PROVIDED MATERIAL:
* Begin *

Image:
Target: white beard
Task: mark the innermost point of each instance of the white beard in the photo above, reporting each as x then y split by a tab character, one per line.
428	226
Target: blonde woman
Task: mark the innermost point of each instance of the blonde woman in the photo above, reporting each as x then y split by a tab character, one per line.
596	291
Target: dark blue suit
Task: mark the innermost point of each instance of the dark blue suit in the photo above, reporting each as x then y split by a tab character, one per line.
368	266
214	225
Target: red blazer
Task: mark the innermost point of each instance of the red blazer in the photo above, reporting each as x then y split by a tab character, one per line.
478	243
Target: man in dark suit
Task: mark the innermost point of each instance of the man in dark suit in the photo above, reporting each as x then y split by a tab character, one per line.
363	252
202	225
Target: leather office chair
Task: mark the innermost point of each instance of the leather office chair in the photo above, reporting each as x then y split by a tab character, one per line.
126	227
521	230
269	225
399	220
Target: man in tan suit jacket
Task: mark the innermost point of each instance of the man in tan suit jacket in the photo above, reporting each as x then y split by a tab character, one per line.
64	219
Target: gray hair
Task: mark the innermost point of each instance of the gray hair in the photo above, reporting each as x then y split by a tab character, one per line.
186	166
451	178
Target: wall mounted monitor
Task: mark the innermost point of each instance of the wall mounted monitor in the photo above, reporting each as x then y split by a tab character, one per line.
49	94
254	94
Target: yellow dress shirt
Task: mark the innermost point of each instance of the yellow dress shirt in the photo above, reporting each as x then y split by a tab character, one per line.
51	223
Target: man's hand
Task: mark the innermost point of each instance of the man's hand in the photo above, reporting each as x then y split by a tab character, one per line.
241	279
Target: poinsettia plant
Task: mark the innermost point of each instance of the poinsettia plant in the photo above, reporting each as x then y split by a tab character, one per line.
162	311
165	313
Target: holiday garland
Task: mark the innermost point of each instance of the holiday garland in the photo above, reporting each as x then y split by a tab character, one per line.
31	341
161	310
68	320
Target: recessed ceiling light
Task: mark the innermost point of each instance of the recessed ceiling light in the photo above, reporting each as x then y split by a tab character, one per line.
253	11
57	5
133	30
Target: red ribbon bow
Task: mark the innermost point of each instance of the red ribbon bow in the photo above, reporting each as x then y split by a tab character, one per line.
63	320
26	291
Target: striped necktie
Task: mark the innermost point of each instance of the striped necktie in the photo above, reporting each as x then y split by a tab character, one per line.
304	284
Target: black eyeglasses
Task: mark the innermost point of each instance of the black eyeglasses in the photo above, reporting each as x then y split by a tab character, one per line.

* End *

DESCRIPTION OF THE TASK:
Which lines run from the one containing "Target: man in tan suit jacket" to the end of the entries above? Quote exactly those, and only those.

EXERCISE SOLUTION:
Target: man in tan suit jacket
Task: mark the innermost point of each instance of the man in tan suit jacket in the photo above, reporting each as x then y split by a tab character, one per line.
64	219
Target: gray hair
Task: mark the innermost point of each instance of the gray hair in the photo above, reporting each as x then y split by a tab character, one per line.
186	166
451	178
Target: wall mounted monitor
Task: mark the innermost point of each instance of the wall mounted monitor in the photo above, reporting each as x then y split by a tab character, one per line.
49	94
254	94
Target: yellow dress shirt
Task: mark the innermost point of each instance of the yellow dress shirt in the photo above, reporting each as x then y split by a tab character, one per line.
51	223
Target: man's hand
Task: mark the innermost point of each instance of the man's hand in the photo above, reporting each as x then y split by a tab character, one per line.
241	279
Target: poinsettia plant
Task: mark the innermost point of each instance of the poinsettia plant in the photo above, reporting each as x then y split by a tab character, one per line.
162	311
165	313
Target: holiday garland
Task: mark the innermost point of each instance of the holiday garland in the photo above, reporting each as x then y split by a tab character, one per line.
31	341
161	310
68	320
Target: recessed ceiling light
Task: mark the innermost point of each instance of the recessed ceiling light in the photo above, reporting each as x then y split by a tab character, one per line.
253	11
57	5
133	30
Target: red ribbon bow
Task: mark the innermost point of each instance of the red ribbon bow in the photo above, reporting each as x then y split by a tab character, one per line.
63	320
26	291
Target: striped necktie
Task: mark the innermost point of each instance of the striped necktie in the photo above, reporting each as x then y split by a tab character, one per line.
304	284
Target: black eyeglasses
Task: mark the innermost point of each instance of the black eyeglasses in the photo above, reporting each as x then y split by a tab character, one per line.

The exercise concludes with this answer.